Render every line of the records below as a JSON list of strings, with one string per line and blank lines omitted. Leave the pictures out of the answer.

+++ DATA SUPPLIED

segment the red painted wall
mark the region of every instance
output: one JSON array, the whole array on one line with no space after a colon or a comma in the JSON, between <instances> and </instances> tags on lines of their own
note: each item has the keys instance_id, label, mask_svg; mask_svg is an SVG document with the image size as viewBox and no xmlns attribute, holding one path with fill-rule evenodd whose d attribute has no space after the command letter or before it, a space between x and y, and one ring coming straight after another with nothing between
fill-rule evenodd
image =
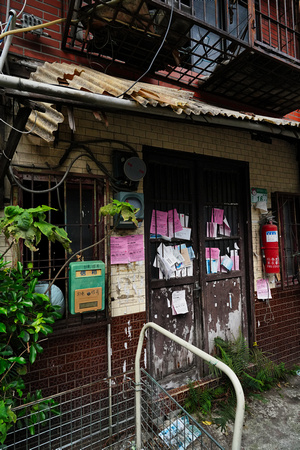
<instances>
[{"instance_id":1,"label":"red painted wall","mask_svg":"<svg viewBox=\"0 0 300 450\"><path fill-rule=\"evenodd\" d=\"M299 364L300 292L299 289L272 290L270 307L255 300L256 341L275 362L287 367Z\"/></svg>"},{"instance_id":2,"label":"red painted wall","mask_svg":"<svg viewBox=\"0 0 300 450\"><path fill-rule=\"evenodd\" d=\"M144 323L146 313L112 319L112 375L134 369L139 333ZM107 326L104 324L54 331L42 345L44 352L25 377L33 392L42 389L43 396L53 395L107 377Z\"/></svg>"}]
</instances>

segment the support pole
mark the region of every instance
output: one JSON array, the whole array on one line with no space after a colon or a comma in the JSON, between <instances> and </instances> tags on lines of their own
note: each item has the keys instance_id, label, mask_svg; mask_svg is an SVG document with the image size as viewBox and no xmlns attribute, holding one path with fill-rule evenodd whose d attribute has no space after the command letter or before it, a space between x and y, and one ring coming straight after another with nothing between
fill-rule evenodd
<instances>
[{"instance_id":1,"label":"support pole","mask_svg":"<svg viewBox=\"0 0 300 450\"><path fill-rule=\"evenodd\" d=\"M233 384L233 387L234 387L234 390L236 393L236 399L237 399L237 406L236 406L236 411L235 411L235 422L234 422L234 428L233 428L233 440L232 440L231 448L232 448L232 450L239 450L241 448L241 441L242 441L242 430L243 430L244 412L245 412L245 397L244 397L243 388L242 388L241 383L240 383L238 377L236 376L236 374L233 372L233 370L230 369L230 367L228 367L222 361L219 361L218 359L214 358L213 356L209 355L208 353L204 352L203 350L200 350L199 348L195 347L194 345L190 344L189 342L184 341L180 337L175 336L173 333L170 333L169 331L165 330L164 328L160 327L159 325L157 325L156 323L153 323L153 322L148 322L143 326L143 328L140 332L139 342L138 342L136 356L135 356L136 449L141 450L141 448L142 448L142 421L141 421L142 395L141 395L140 362L141 362L141 354L142 354L145 332L148 328L153 328L154 330L163 334L167 338L171 339L172 341L174 341L177 344L181 345L182 347L186 348L188 351L194 353L196 356L199 356L200 358L204 359L204 361L207 361L210 364L213 364L218 369L220 369L222 372L226 373L226 375L230 378L230 381Z\"/></svg>"}]
</instances>

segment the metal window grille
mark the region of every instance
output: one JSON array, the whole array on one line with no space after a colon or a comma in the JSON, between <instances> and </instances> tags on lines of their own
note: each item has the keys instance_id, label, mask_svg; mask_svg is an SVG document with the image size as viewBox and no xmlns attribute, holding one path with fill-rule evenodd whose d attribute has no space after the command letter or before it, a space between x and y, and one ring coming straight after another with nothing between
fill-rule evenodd
<instances>
[{"instance_id":1,"label":"metal window grille","mask_svg":"<svg viewBox=\"0 0 300 450\"><path fill-rule=\"evenodd\" d=\"M300 196L276 193L282 287L300 283Z\"/></svg>"},{"instance_id":2,"label":"metal window grille","mask_svg":"<svg viewBox=\"0 0 300 450\"><path fill-rule=\"evenodd\" d=\"M32 191L46 191L55 186L62 174L40 175L37 173L18 173L23 185ZM20 205L24 208L48 205L54 208L47 213L46 220L64 228L72 241L72 252L92 246L103 237L103 226L99 224L98 211L104 204L104 180L87 176L69 176L58 189L44 193L28 193L20 190ZM59 243L49 242L42 237L36 252L23 248L23 262L33 264L33 268L42 272L40 280L49 283L70 257ZM85 261L104 260L104 243L96 245L82 253ZM76 258L73 259L76 261ZM61 325L81 324L83 321L102 320L104 313L87 313L84 317L71 316L68 310L68 266L66 266L55 284L65 298L65 315Z\"/></svg>"}]
</instances>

++++++

* _RESULT OF THIS EXERCISE_:
[
  "segment the red painted wall",
  "mark the region of every instance",
  "output: one JSON array, the whole array on one line with no space after a colon or a comma in the JSON, between <instances> and </instances> tags on lines of their own",
  "note: each item has the keys instance_id, label, mask_svg; mask_svg is an SVG document with the image size as viewBox and no xmlns attribute, holding one path with fill-rule evenodd whose d attribute has no space after the command letter or before it, a space between x and y, and one ring coming straight after another with nothing between",
  "fill-rule evenodd",
  "image =",
  "<instances>",
  "[{\"instance_id\":1,\"label\":\"red painted wall\",\"mask_svg\":\"<svg viewBox=\\\"0 0 300 450\\\"><path fill-rule=\\\"evenodd\\\" d=\\\"M299 364L300 292L299 289L272 290L270 307L255 300L256 341L275 362L287 367Z\\\"/></svg>\"},{\"instance_id\":2,\"label\":\"red painted wall\",\"mask_svg\":\"<svg viewBox=\\\"0 0 300 450\\\"><path fill-rule=\\\"evenodd\\\" d=\\\"M144 323L146 313L112 319L112 375L134 369L139 333ZM107 326L104 324L54 331L42 345L44 352L25 377L33 392L42 389L43 396L53 395L107 377Z\\\"/></svg>\"}]",
  "</instances>",
  "segment the support pole",
  "mark the region of every instance",
  "output: one JSON array, the whole array on one line with no space after a colon or a comma in the JSON, between <instances> and </instances> tags on lines of their own",
  "note: each item has the keys instance_id, label, mask_svg; mask_svg is an SVG document with the image size as viewBox and no xmlns attribute, holding one path with fill-rule evenodd whose d attribute has no space after the command letter or before it, a space between x and y, and one ring coming straight after another with nothing between",
  "fill-rule evenodd",
  "<instances>",
  "[{\"instance_id\":1,\"label\":\"support pole\",\"mask_svg\":\"<svg viewBox=\\\"0 0 300 450\\\"><path fill-rule=\\\"evenodd\\\" d=\\\"M233 384L233 387L234 387L234 390L236 393L236 399L237 399L237 406L236 406L236 411L235 411L235 422L234 422L234 428L233 428L233 440L232 440L231 448L232 448L232 450L239 450L241 448L241 441L242 441L242 430L243 430L244 412L245 412L245 397L244 397L243 388L242 388L241 383L240 383L238 377L236 376L236 374L233 372L233 370L230 369L230 367L228 367L222 361L219 361L218 359L214 358L213 356L209 355L208 353L204 352L203 350L200 350L199 348L195 347L194 345L190 344L189 342L184 341L180 337L175 336L173 333L170 333L169 331L165 330L164 328L160 327L159 325L157 325L156 323L153 323L153 322L148 322L143 326L143 328L140 332L139 342L138 342L136 356L135 356L136 449L141 450L141 448L142 448L142 421L141 421L142 395L141 395L140 362L141 362L141 354L142 354L145 332L148 328L153 328L154 330L163 334L167 338L171 339L172 341L174 341L177 344L181 345L182 347L186 348L188 351L194 353L196 356L199 356L200 358L204 359L204 361L207 361L210 364L213 364L218 369L220 369L222 372L226 373L226 375L230 378L230 381Z\\\"/></svg>\"}]",
  "</instances>",
  "segment the metal window grille",
  "mark the region of every instance",
  "output: one JSON array, the whole array on one line with no space after a colon or a comma in the JSON, between <instances> and </instances> tags on lines of their own",
  "note: each item has the keys instance_id, label, mask_svg; mask_svg is an SVG document with the image size as viewBox and no xmlns attribute, holding one path with fill-rule evenodd whose d attribute has no space after the command letter or before it, a space between x and y, and one ring coming straight after another with nothing between",
  "fill-rule evenodd",
  "<instances>",
  "[{\"instance_id\":1,\"label\":\"metal window grille\",\"mask_svg\":\"<svg viewBox=\\\"0 0 300 450\\\"><path fill-rule=\\\"evenodd\\\" d=\\\"M300 196L276 193L282 287L300 283Z\\\"/></svg>\"},{\"instance_id\":2,\"label\":\"metal window grille\",\"mask_svg\":\"<svg viewBox=\\\"0 0 300 450\\\"><path fill-rule=\\\"evenodd\\\" d=\\\"M32 191L46 191L55 186L62 174L40 175L37 173L18 173L23 185ZM20 205L24 208L48 205L54 208L47 213L46 220L64 228L72 241L72 252L92 246L103 237L103 226L99 224L98 211L104 204L104 180L87 176L69 176L58 189L44 193L28 193L20 190ZM59 243L49 242L42 237L36 252L23 248L23 262L33 264L33 268L42 272L40 280L49 283L70 257ZM85 261L104 260L104 243L96 245L82 253ZM76 258L73 259L76 261ZM61 325L81 324L83 321L102 320L104 313L87 313L84 317L71 316L68 310L68 266L66 266L55 284L65 298L65 315Z\\\"/></svg>\"}]",
  "</instances>"
]